> _Reading passage_
□ □ □ □ □

The importance of merging both theoretical/methodological and technical/practical aspects in their contributions, as well as, from a different perspective, to meet deadlines in writing an edited book!
4. Who should read the book and why?
In our idea, the main readers should be researchers with some background in Quality of Service and performance evaluation techniques that wish to start working on distributed system modeling and evaluation.
However, the book could be also used by PhD students with a curriculum in modeling and dependability analysis or in design and analysis of distributed systems. Finally, practitioners in the industry could find useful guidelines and references in the capacity planning of IT infrastructures.
This book can be considered one of the most updated review of the state of the art on dependability analysis of distributed systems and it contains chapters from the main experts on such a sector.
5. Why is this book of particular interest now?
This book can be considered one of the most updated review of the state of the art on dependability analysis of distributed systems and it contains chapters from the main experts on such a sector.
6. Were there areas of the book that you found more challenging to write, and if so, why?
The book was an edited book. So the more challenging task was to coordinate all the contributors in order to have a coherent organization.
7. What is it about this particular area that fascinates you?
Dealing with the complexity and largeness of distributed systems is very challenging and “cool” now, since new IT trends, such as Cloud computing, IoT, Big Data, citizen science, service oriented computing, need proper metrics and tools for their modeling and evaluation. This is particularly true when a technology, e.g. the Cloud, is settled in its basic mechanisms. The challenge then shifts towards (advanced) policies for improving the quality of the delivered services, which requires proper tools for evaluating the policy impacts also considering dynamic and variable operating conditions.
8. Please could you us tell more about your educational backgrounds and your subsequent careers?
DB: I received a degree in Computer Engineering from the Engineering Faculty of the University of Palermo (Italy) in 2000. From 2001 to 2002 I worked as a researcher at the Research and Development Laboratory of the Italian company “Engineering Ingegneria Informatica (S.p.A)” focusing my research on mobile (intelligent) agents. Then, from 2002 to 2004 I attended the PhD course in “Advanced Technologies for Information Engineering” at the University of Messina discussing a PhD Thesis titled “Advanced Services Provisioning in Mobile Wireless Networks: QoS Strategies and Middleware Solutions”. In February 2006, I won a public competition and he obtained the position of Assistant Professor in Computer Engineering (ING-INF/05) at the Engineering Faculty of the University of Messina.

□ □ □ □ □

> _Extracted information_
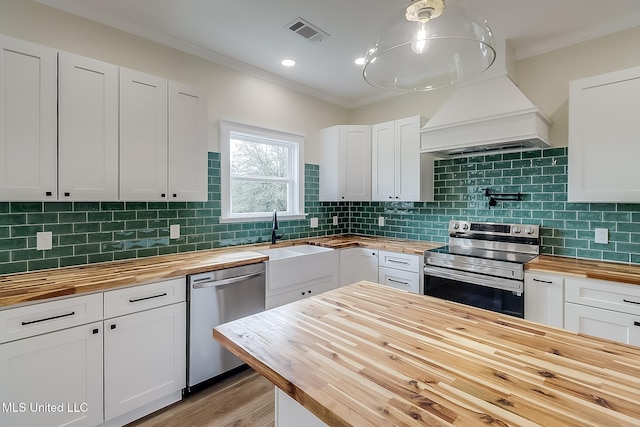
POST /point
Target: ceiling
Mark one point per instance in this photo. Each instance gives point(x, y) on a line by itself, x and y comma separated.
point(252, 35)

□ □ □ □ □

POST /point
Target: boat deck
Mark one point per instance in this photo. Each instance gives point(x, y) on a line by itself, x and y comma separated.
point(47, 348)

□ □ □ □ □

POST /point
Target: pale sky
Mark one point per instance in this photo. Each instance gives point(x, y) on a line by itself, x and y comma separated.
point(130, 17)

□ □ □ □ □

Copy the part of the book interview above word for word, starting with "6. Were there" and going on through "that fascinates you?".

> _Answer for the task_
6. Were there areas of the book that you found more challenging to write, and if so, why?
The book was an edited book. So the more challenging task was to coordinate all the contributors in order to have a coherent organization.
7. What is it about this particular area that fascinates you?